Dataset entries
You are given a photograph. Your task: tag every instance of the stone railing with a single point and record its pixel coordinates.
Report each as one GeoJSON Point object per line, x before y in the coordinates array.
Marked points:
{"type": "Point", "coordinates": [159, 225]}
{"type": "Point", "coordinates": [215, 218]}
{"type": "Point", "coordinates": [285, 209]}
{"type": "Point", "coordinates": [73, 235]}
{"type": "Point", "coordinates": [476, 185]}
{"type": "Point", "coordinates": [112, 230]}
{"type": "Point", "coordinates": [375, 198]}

What you will do
Copy out every record above once more, precisely as written.

Reply to the task
You are given a photograph. Your task: tag every instance of the stone railing with a single point and record its pixel coordinates.
Report each as one GeoJSON Point object per line, x before y in the coordinates array.
Marked points:
{"type": "Point", "coordinates": [159, 225]}
{"type": "Point", "coordinates": [215, 218]}
{"type": "Point", "coordinates": [285, 209]}
{"type": "Point", "coordinates": [73, 235]}
{"type": "Point", "coordinates": [476, 185]}
{"type": "Point", "coordinates": [112, 230]}
{"type": "Point", "coordinates": [375, 198]}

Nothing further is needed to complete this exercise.